What you should do. Rescale the part of the listing between the line containing "vehicle front wheel." and the line containing "(1064, 113)", inclusive, and reproduce only those lines, requests included. Multiply each point coordinate in the answers by 0.9 and round to the nearest whole number, with halves rounded up.

Start Record list

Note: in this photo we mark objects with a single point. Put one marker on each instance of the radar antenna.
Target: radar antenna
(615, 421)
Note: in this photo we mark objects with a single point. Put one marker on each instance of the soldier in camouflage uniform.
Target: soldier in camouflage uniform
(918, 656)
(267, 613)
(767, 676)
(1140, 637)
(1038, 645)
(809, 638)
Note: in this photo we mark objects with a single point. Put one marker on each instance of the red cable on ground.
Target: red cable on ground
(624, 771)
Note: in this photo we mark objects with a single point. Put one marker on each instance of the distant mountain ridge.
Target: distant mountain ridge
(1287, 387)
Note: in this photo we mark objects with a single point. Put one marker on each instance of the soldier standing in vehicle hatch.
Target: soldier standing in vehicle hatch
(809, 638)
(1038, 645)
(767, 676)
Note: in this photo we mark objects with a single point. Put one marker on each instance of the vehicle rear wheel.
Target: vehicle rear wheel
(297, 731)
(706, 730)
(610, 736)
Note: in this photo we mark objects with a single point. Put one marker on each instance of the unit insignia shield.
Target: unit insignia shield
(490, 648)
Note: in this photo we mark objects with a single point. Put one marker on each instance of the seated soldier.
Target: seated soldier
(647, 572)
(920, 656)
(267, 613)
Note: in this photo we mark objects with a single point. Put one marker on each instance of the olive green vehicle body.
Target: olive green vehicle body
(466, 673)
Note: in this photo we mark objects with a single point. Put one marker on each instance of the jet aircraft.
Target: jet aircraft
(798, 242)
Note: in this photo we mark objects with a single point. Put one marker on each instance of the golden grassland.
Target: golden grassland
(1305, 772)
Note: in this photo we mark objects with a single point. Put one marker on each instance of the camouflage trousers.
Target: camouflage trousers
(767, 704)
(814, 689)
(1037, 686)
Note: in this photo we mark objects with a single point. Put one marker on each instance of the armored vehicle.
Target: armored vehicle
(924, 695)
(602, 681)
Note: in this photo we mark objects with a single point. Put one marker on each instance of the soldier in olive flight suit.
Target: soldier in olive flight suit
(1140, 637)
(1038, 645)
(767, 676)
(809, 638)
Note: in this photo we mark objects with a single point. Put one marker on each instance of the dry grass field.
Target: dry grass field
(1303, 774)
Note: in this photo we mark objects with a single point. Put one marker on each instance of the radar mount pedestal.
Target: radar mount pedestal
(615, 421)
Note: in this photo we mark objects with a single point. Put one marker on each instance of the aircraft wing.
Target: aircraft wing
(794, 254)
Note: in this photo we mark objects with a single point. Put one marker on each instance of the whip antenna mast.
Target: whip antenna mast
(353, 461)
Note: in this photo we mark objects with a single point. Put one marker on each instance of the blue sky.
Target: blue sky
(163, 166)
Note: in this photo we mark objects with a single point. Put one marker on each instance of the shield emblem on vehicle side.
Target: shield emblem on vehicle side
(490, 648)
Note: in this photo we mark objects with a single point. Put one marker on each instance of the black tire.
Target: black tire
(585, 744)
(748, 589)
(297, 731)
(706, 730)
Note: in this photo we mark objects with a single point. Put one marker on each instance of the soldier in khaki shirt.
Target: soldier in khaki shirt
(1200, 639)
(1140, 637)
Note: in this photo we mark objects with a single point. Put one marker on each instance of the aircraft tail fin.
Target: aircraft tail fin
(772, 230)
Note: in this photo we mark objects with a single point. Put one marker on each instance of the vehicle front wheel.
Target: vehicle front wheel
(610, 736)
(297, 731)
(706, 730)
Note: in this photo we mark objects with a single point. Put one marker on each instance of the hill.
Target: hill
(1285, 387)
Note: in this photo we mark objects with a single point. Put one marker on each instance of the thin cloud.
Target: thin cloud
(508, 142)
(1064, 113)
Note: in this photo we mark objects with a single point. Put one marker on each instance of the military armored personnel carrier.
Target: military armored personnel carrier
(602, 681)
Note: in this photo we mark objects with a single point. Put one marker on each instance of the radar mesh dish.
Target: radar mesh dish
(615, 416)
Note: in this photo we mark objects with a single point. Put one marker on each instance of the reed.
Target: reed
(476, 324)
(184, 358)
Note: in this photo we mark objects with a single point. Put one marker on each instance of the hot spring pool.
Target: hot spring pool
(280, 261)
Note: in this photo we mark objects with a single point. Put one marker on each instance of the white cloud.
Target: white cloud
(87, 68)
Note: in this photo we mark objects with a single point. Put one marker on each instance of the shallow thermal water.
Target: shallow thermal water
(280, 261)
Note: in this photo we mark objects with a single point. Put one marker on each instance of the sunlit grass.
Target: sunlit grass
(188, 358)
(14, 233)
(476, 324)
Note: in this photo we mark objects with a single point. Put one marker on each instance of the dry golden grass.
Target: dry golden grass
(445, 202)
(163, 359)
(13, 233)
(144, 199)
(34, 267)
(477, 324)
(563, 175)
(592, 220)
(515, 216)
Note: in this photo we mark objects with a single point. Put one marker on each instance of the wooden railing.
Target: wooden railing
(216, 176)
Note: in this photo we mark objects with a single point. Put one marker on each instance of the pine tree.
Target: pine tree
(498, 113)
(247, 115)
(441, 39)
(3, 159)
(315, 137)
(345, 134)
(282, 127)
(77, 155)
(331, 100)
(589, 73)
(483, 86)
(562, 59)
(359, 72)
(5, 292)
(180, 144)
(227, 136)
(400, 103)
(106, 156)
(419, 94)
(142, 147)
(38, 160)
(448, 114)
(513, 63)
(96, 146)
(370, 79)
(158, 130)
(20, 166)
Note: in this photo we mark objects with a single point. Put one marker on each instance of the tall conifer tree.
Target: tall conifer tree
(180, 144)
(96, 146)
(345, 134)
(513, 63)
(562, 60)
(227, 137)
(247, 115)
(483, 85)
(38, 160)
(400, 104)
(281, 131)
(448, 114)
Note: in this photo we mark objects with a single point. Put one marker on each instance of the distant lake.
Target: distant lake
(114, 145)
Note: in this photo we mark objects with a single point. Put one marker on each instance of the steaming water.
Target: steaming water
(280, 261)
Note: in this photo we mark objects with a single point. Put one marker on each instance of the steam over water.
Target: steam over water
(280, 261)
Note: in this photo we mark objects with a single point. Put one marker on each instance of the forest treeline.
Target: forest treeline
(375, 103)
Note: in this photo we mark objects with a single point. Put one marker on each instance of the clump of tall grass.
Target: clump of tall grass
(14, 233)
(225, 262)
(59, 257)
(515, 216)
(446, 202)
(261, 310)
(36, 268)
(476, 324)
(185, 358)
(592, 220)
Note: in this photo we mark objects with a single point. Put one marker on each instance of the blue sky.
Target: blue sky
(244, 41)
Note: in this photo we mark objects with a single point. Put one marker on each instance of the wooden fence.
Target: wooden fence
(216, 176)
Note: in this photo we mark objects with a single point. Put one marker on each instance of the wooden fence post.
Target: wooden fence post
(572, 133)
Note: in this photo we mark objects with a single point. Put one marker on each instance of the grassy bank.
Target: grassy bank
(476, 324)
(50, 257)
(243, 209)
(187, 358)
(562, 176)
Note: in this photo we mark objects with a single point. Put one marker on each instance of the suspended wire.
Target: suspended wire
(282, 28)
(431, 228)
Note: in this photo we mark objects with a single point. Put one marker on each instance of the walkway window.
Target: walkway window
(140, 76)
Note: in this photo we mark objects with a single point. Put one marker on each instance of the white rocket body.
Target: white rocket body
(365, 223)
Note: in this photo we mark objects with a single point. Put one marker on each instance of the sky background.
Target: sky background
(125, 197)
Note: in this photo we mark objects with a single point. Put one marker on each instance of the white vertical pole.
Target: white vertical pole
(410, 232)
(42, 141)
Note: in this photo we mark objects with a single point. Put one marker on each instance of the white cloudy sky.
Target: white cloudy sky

End Record list

Written answer.
Note: in this photo we mark objects with a single point. Put one marker on each instance of the vehicle front wheel.
Target: vehicle front wheel
(549, 662)
(267, 658)
(635, 657)
Note: in this photo we mark objects with a single point. Put one marker on each instance of the hill.
Target: hill
(1157, 348)
Note: in this photo we mark objects with a single point. Put one marker on each instance of the thin cloud.
Target: thin cloud
(457, 128)
(958, 102)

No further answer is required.